[Entries from a point annotation set]
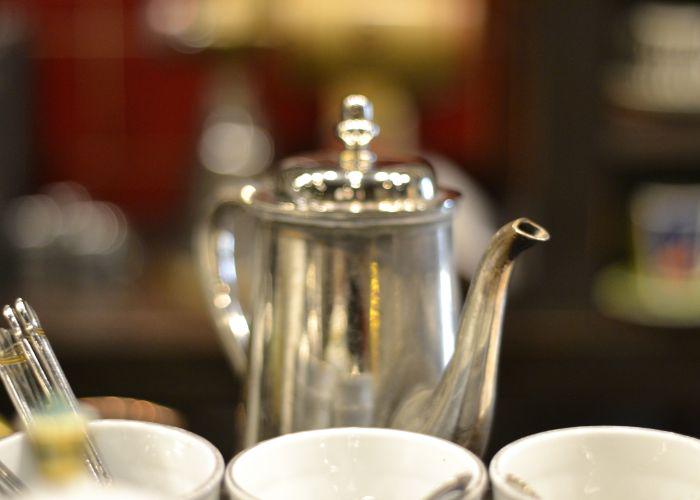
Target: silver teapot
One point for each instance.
(354, 318)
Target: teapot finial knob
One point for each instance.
(356, 128)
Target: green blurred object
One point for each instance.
(624, 294)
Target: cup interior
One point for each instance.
(157, 458)
(351, 463)
(599, 463)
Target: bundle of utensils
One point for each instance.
(36, 384)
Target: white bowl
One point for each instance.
(599, 463)
(166, 460)
(351, 463)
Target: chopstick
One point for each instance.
(34, 378)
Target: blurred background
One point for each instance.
(117, 117)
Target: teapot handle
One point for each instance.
(214, 252)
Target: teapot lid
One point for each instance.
(355, 183)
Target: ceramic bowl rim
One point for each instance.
(497, 476)
(206, 487)
(478, 484)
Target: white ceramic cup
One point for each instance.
(168, 461)
(598, 463)
(352, 463)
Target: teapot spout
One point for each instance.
(460, 408)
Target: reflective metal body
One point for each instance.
(355, 310)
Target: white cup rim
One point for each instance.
(207, 486)
(477, 484)
(497, 475)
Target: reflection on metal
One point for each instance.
(354, 318)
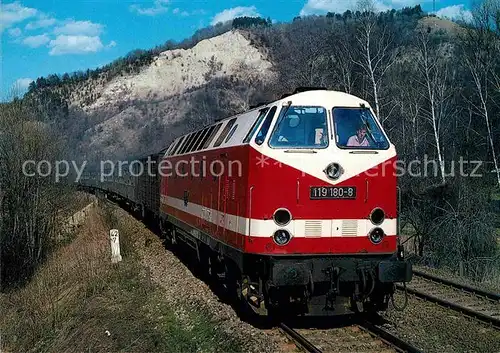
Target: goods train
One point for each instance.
(292, 204)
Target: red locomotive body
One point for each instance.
(291, 202)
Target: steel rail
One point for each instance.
(448, 304)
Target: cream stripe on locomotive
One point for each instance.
(310, 228)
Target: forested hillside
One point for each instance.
(434, 84)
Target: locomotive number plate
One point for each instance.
(332, 192)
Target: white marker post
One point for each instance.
(115, 246)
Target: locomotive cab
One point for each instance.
(331, 166)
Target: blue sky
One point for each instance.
(40, 37)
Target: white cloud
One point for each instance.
(22, 84)
(239, 11)
(157, 8)
(41, 23)
(321, 7)
(78, 44)
(455, 12)
(15, 32)
(13, 13)
(83, 28)
(36, 41)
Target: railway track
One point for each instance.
(364, 337)
(473, 302)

→ Stated exercise
Give each line of the material above as a JSON list of strings, one string per line, with blank lines omitted. Leave the pictures out of the answer.

→ Response
[
  "Target: silver teapot",
  "One point for each instance.",
  "(354, 318)",
  "Target: teapot finial knob",
  "One point for each instance.",
  "(356, 128)",
  "Target: green blurred object",
  "One point for each instance.",
  "(624, 294)",
  "Target: cup interior",
  "One point for each instance.",
  "(157, 458)",
  "(351, 463)",
  "(599, 463)",
  "Target: bundle of utensils",
  "One point for each instance.",
  "(36, 384)",
  "Target: white bowl",
  "One point for each instance.",
  "(599, 463)",
  "(166, 460)",
  "(351, 463)",
  "Target: chopstick",
  "One point for each instance.",
  "(34, 378)",
  "Target: blurred background",
  "One point for each instance.",
  "(117, 117)",
  "Target: teapot handle",
  "One point for each instance.",
  "(214, 252)",
  "Target: teapot lid",
  "One point for each instance.",
  "(355, 183)",
  "Target: ceramic bowl rim",
  "One point for each instance.",
  "(497, 476)",
  "(206, 487)",
  "(478, 484)",
  "Target: white ceramic cup",
  "One point for each instance.",
  "(168, 461)",
  "(598, 463)",
  "(352, 463)",
  "Target: teapot spout",
  "One point for each instance.",
  "(460, 408)",
  "Target: reflective metal body",
  "One point for each instance.",
  "(355, 310)",
  "Target: white cup rim",
  "One point for each instance.",
  "(207, 486)",
  "(477, 484)",
  "(497, 475)",
  "Target: reflection on metal",
  "One point for each instance.",
  "(354, 318)",
  "Target: goods train",
  "One point for each instance.",
  "(292, 204)",
  "Target: red locomotive body",
  "One point for each instance.",
  "(291, 202)",
  "Target: steel rail",
  "One point for each instance.",
  "(448, 304)",
  "Target: cream stripe on locomotive",
  "One point for each instance.",
  "(310, 228)",
  "Target: forested hillside",
  "One point for each instance.",
  "(434, 84)",
  "Target: locomotive number plate",
  "One point for each instance.",
  "(332, 192)",
  "Target: white marker post",
  "One point for each instance.",
  "(115, 246)",
  "Target: locomotive cab",
  "One point for each instance.",
  "(331, 166)",
  "Target: blue sky",
  "One point for each instance.",
  "(40, 37)",
  "Target: white cloud",
  "One point for each instance.",
  "(22, 84)",
  "(239, 11)",
  "(157, 8)",
  "(41, 23)",
  "(321, 7)",
  "(78, 44)",
  "(455, 12)",
  "(15, 32)",
  "(13, 13)",
  "(83, 28)",
  "(36, 41)",
  "Target: railway track",
  "One point for each instance.",
  "(364, 337)",
  "(473, 302)"
]